◆ Source text:
========

Very low frequency sound generated by commercial wind turbines can have negative affects on human health, according to research at Washington University School of Medicine.
“Even though it can’t be heard, we know this type of sound is stimulating the ear quite strongly,” says Alec Salt, PhD, scientist in the Department of Otolaryngology at Washington University. “We’re now looking for how that could potentially affect people and cause symptoms.”
Infrasound vs. ultrasound
Salt describes “infrasound” as being about 10 keys below the lowest note on a piano. Unlike ultrasound with its short wavelengths, infrasound is characterized by very long wavelengths that stimulate the outer hair cells, the ear’s amplifiers. The inner hair cells, responsible for hearing, do not respond to infrasound. Therefore, like ultrasound, infrasound is generally outside the range of human hearing. It is still stimulating the ear and the brain; it’s just doing it in a way that is not auditory.
Large commercial wind turbines are responsible for the strongest infrasound. These turbines can be over 600 feet tall when the tip of one of the blades reaches its peak.
“The blades sweep an area bigger than a football field, including the end zones,” Salt says. “And as wind turbines get bigger, the amount of low-frequency noise they generate gets higher and more people have problems with them.”

========

◆ Entries supplied:
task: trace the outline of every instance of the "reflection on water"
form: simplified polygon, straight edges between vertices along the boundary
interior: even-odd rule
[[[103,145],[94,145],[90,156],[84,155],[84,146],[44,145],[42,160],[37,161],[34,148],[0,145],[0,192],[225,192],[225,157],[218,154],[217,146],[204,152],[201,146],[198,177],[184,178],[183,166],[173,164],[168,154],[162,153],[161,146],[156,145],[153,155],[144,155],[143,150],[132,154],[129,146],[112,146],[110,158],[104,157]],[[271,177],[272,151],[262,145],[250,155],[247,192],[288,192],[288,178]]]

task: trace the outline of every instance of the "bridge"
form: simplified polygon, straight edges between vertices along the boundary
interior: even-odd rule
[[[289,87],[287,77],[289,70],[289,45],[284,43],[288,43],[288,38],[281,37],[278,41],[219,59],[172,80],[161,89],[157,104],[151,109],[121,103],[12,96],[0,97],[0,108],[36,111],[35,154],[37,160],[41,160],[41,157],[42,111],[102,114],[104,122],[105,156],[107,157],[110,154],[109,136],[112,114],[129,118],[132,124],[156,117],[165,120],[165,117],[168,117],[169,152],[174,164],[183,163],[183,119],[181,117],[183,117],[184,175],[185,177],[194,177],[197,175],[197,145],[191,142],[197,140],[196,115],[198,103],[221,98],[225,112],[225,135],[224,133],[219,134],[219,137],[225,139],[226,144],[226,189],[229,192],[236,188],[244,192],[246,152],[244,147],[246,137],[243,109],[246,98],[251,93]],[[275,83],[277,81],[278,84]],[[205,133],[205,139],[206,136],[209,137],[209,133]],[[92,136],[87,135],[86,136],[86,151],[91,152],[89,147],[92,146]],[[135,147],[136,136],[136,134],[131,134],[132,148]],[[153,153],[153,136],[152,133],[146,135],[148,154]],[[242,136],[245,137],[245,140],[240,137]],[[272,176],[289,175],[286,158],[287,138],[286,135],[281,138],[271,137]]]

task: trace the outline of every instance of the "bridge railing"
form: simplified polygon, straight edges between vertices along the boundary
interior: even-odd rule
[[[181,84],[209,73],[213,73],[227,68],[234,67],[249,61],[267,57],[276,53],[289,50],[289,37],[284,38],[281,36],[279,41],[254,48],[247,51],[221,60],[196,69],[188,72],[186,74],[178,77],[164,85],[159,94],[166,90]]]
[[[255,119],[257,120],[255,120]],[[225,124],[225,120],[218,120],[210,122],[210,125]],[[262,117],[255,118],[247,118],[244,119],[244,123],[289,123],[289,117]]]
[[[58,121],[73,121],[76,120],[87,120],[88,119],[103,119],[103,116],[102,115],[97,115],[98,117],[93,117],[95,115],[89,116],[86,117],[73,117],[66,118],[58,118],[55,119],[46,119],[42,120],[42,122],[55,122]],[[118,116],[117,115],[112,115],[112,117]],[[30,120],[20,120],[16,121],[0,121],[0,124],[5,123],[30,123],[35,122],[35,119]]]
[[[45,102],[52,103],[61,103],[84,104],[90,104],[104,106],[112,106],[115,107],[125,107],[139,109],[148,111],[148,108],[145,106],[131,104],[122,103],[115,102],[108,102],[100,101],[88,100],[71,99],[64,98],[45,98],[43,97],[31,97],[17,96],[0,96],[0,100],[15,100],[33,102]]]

========

◆ Task brief:
Revise the passage of the wind turbine article from "Infrasound vs. ultrasound" up to and including "reaches its peak.", replacing "ultrasound" with "high-frequency sound" throughout.

◆ Exercise response:
Infrasound vs. high-frequency sound
Salt describes “infrasound” as being about 10 keys below the lowest note on a piano. Unlike high-frequency sound with its short wavelengths, infrasound is characterized by very long wavelengths that stimulate the outer hair cells, the ear’s amplifiers. The inner hair cells, responsible for hearing, do not respond to infrasound. Therefore, like high-frequency sound, infrasound is generally outside the range of human hearing. It is still stimulating the ear and the brain; it’s just doing it in a way that is not auditory.
Large commercial wind turbines are responsible for the strongest infrasound. These turbines can be over 600 feet tall when the tip of one of the blades reaches its peak.